WORK TO BE COMPLETED: Please reproduce all of the records below, swapping every "sample response" for "reference output" and leaving the rest unchanged.

[Records from a point labeling set]
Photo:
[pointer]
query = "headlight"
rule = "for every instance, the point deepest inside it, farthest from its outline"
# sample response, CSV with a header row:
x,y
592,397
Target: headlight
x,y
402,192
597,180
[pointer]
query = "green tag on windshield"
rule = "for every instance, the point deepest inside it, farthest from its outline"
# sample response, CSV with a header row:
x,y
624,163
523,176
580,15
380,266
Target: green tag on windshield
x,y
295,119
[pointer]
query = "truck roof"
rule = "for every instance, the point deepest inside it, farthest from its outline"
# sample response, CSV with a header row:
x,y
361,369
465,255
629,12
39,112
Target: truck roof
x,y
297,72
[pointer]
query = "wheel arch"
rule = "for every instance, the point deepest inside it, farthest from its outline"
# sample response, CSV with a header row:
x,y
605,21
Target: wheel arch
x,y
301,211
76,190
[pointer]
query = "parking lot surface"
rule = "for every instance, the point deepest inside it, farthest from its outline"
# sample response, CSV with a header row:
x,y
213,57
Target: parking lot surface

WRITTEN RESPONSE:
Photo:
[pointer]
query = "headlight"
rule = "for every instance, the point deepest inside it, farthest from its outline"
# reference output, CSV with a header row:
x,y
592,397
Target: headlight
x,y
402,192
597,180
[pointer]
query = "green tag on windshield"
rule = "for every instance, the point deepest inside it, farthest from its outline"
# reference output, CSV with a header row:
x,y
624,163
523,176
580,15
380,266
Target: green tag on windshield
x,y
295,119
[pointer]
query = "truck roof"
rule = "for every instance, the point deepest inside it, farthest from its outline"
# reference output, CSV with a header row:
x,y
361,369
465,255
629,12
39,112
Target: truck roof
x,y
297,72
[pointer]
query = "wheel arch"
rule = "for every instance, the point deepest inside it, farthest from its outline"
# reference output, CSV with a header row:
x,y
605,21
Target: wheel arch
x,y
301,211
76,190
[pointer]
query = "parking lot surface"
rule = "for every instance, the point deepest inside it, farthest from its outline"
# reference output, CSV with a header row:
x,y
213,57
Target: parking lot surface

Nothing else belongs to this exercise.